*EXERCISE REQUIREMENTS*. Every entry that follows needs to be repeated exactly.

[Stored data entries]
*** Begin section ***

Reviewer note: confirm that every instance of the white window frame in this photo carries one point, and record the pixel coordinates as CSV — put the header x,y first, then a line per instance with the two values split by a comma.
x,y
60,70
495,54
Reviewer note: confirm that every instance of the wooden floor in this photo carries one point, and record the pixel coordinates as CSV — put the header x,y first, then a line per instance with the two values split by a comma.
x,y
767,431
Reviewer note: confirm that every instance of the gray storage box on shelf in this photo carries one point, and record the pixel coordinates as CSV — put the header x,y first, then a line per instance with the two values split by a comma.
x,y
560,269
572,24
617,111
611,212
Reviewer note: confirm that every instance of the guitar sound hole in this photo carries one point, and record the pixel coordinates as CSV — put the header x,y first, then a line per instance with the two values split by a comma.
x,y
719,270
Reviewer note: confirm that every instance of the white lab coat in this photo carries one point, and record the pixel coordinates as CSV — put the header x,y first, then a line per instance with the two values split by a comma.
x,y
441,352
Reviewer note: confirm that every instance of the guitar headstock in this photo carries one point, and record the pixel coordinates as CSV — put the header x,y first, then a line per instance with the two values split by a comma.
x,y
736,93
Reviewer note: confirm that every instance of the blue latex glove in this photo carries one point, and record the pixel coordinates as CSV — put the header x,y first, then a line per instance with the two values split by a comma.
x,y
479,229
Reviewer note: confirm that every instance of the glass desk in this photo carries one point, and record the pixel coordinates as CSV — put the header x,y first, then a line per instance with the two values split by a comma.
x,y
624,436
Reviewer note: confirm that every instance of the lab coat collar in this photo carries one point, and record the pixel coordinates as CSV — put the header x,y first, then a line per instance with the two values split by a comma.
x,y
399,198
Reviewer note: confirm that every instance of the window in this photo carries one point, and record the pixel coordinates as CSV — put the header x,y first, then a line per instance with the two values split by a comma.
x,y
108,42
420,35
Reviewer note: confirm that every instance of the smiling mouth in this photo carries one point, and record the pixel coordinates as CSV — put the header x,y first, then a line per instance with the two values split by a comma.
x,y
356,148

*** End section ***

*RESULT OF THIS EXERCISE*.
Reviewer note: confirm that every instance of the white window frame in this photo carries one point, and record the pixel coordinates as CSV — put the header x,y first, then a line per instance with the two values split by a comma.
x,y
60,70
495,54
Reviewer note: confirm that every instance of the wooden floor in this photo carries one point, and record the pixel coordinates as CSV — put the header x,y first, then a line per instance with the two values split by a comma.
x,y
767,431
Reviewer note: confirm that every instance of the gray storage box on shelf in this photo carries one point, and record the pixel coordinates as CSV — put the header x,y first, then a line per instance with the two values split by a comma.
x,y
560,269
572,24
617,111
611,212
Reviewer note: confirm that every instance of the guitar sound hole in this photo carries one point, and record the pixel coordinates as CSV — put the header x,y first, then a line per instance with the two values split by a comma.
x,y
719,270
Reviewer note: confirm that every instance of the white lab coat in this photo carries one point, and record the pixel coordinates as CSV — put the header x,y first, then a line per instance with the two values split by a comma.
x,y
441,352
Reviewer note: confirm that every instance of the guitar headstock in this photo carries one point, and record the pixel coordinates as CSV — put the header x,y first, then a line per instance with the two values split by a comma.
x,y
736,93
Reviewer note: confirm that every instance of the blue latex glove in this photo carries one point, and record the pixel coordinates as CSV — put the header x,y first, then a line per instance with the two values split by a comma.
x,y
479,229
Reviewer note: confirm that every instance of the glass desk in this photo carries one point, and record the pixel coordinates as CSV — put the header x,y first, then a line per instance with the two values split by a comma.
x,y
624,436
Reviewer note: confirm that every instance of the lab coat collar in this photo carries one point, and record the pixel coordinates as CSV — put the header x,y first, then a line per instance with the two values split by a comma.
x,y
399,198
Reviewer note: confirm that every instance of the window in this photo carries one point, and record the pixel coordinates as CSV — put the header x,y first, then a line per instance with the two values split by a comma.
x,y
108,42
420,35
Reviewer note: confirm that every instance of the smiling mouth in this photo carries one point, and record the pixel coordinates as CSV — put the header x,y first, then a line per instance with the two values split by a comma.
x,y
356,148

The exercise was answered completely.